[Available records]

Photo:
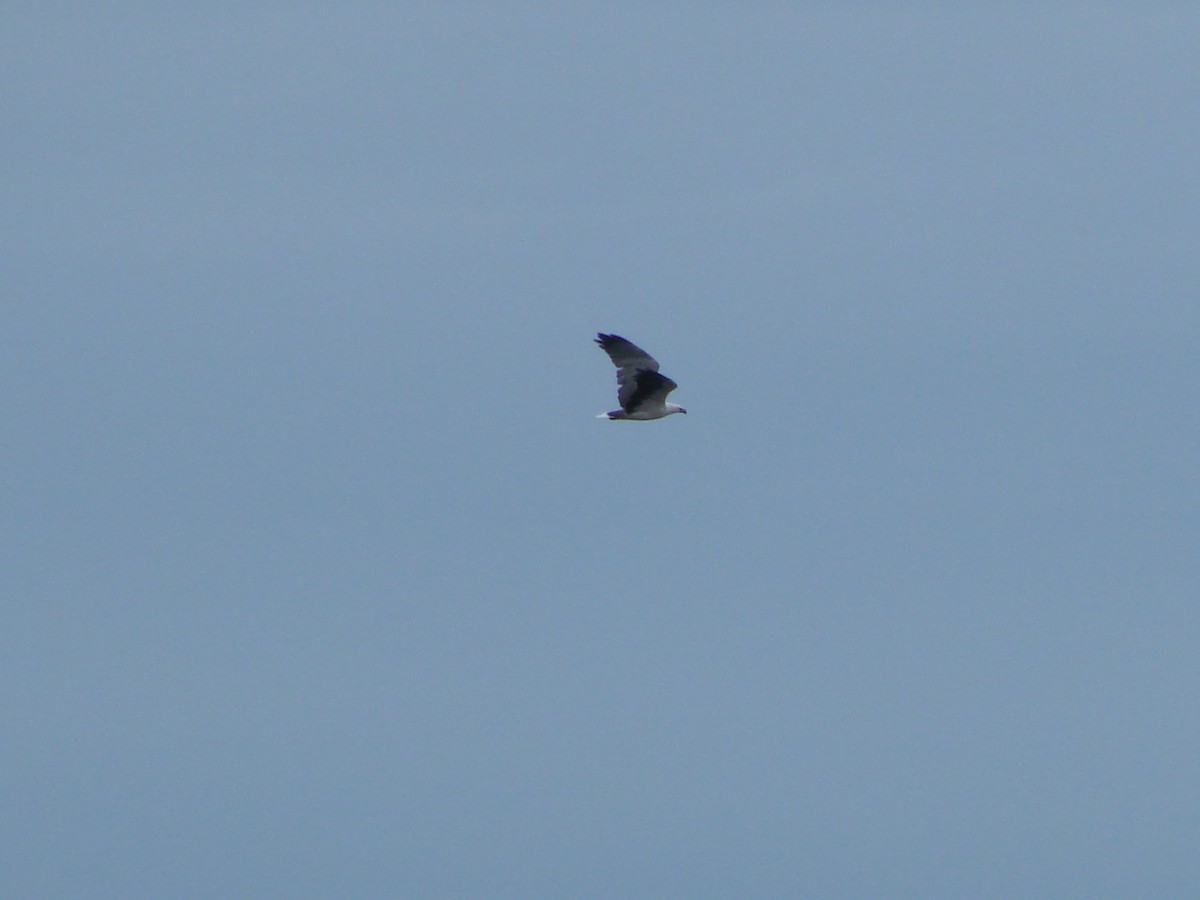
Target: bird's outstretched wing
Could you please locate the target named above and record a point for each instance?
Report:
(633, 365)
(649, 388)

[Task objective]
Reproduce the preceding material exactly, skipping pictures.

[Answer for the task]
Photo:
Target: bird's outstretched wing
Could you please locate the target named above and record a point for each instance?
Report:
(633, 365)
(649, 388)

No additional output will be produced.